> EXERCISE INSTRUCTIONS: Each line starting at the one that contains "Task: locate the thumb, a" and ending at the one that contains "Task: locate the spiny" must be returned exactly, and the rest of the listing is left out.

----------------------------------------

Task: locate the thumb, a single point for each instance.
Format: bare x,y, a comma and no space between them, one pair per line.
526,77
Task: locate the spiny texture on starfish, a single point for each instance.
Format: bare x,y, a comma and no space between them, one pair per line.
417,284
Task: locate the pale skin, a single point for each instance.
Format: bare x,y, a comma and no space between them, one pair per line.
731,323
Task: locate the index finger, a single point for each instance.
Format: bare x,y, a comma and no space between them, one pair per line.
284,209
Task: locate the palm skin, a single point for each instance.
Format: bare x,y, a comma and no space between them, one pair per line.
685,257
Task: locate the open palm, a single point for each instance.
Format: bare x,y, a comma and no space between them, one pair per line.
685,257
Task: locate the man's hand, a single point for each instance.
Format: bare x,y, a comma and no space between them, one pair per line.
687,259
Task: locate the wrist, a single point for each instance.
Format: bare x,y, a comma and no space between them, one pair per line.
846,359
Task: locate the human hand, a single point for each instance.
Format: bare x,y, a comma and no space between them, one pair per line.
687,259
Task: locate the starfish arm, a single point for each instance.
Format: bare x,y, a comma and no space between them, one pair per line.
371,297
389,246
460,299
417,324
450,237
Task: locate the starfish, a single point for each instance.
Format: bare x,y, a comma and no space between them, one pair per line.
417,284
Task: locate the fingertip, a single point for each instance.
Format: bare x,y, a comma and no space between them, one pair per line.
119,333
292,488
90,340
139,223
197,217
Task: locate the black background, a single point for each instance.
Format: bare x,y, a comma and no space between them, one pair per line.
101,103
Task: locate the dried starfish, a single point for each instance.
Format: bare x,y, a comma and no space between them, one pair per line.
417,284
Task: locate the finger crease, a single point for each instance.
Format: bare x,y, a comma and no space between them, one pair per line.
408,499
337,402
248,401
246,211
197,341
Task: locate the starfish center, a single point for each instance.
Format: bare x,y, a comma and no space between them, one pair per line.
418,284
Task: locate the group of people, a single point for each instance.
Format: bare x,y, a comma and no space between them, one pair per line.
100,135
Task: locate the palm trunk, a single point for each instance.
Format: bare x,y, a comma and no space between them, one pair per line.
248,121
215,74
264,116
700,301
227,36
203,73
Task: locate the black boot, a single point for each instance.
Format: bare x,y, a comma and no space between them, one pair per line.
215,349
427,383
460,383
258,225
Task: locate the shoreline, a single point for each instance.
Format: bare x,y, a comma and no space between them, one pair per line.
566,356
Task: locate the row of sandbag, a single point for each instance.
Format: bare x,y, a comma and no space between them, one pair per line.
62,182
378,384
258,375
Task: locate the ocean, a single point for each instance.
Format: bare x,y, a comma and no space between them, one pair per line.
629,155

----------------------------------------

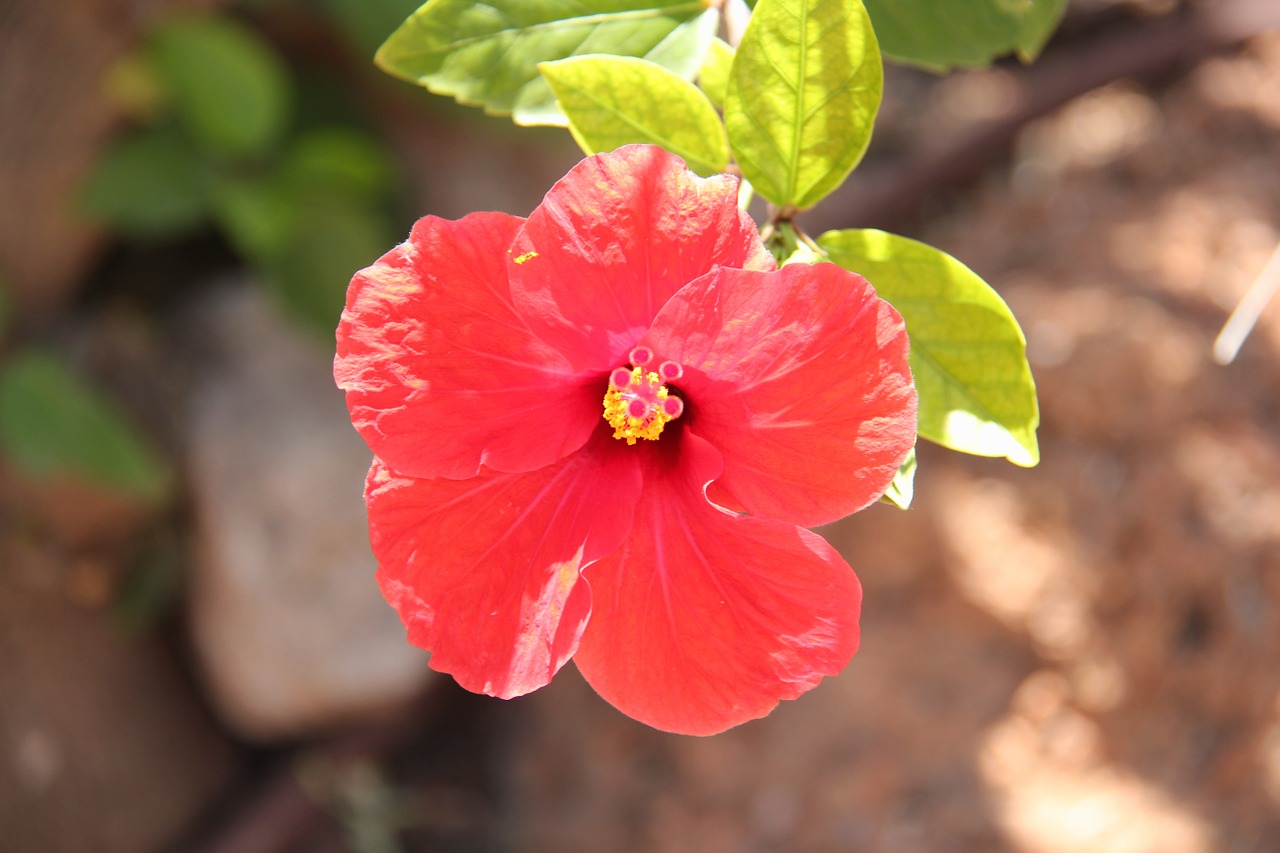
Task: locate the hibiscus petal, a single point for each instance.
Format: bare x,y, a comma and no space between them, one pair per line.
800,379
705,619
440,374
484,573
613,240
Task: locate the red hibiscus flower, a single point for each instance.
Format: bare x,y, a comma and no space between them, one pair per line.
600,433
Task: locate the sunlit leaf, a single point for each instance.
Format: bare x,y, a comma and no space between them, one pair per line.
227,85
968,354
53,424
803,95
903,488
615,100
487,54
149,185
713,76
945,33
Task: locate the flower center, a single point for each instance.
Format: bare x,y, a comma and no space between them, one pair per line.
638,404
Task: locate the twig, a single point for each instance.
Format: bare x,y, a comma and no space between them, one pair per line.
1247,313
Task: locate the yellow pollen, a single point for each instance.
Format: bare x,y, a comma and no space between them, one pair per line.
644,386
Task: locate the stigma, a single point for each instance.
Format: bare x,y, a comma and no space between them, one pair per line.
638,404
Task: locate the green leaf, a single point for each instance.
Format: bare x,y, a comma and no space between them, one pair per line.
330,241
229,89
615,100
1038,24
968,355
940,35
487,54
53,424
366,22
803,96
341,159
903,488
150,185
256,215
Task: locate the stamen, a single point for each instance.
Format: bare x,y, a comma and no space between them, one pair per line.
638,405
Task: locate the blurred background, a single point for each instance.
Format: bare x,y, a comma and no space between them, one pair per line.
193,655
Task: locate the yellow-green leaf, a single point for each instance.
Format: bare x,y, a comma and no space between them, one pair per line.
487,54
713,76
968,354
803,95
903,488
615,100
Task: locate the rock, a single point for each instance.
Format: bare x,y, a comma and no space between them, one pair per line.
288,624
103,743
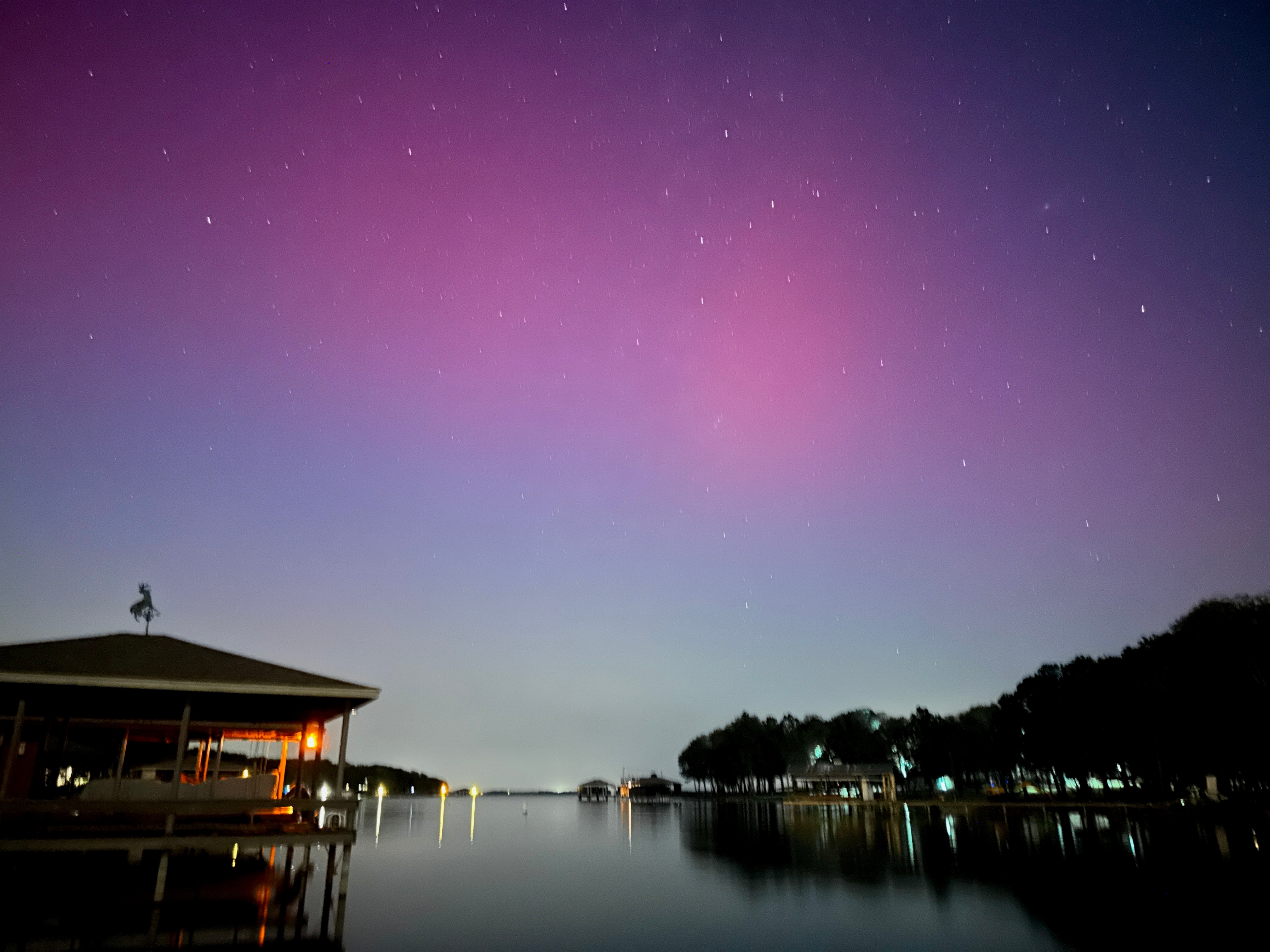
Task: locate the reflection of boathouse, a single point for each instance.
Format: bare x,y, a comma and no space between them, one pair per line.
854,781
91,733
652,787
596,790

----------------------------------------

> YOUR RESPONSE:
Task: locate the thumb, a single point for each instance.
Format: bare x,y, a comma and no space between them, one pair per line.
526,77
Task: locate the spiny texture on starfish, a single point for each instance.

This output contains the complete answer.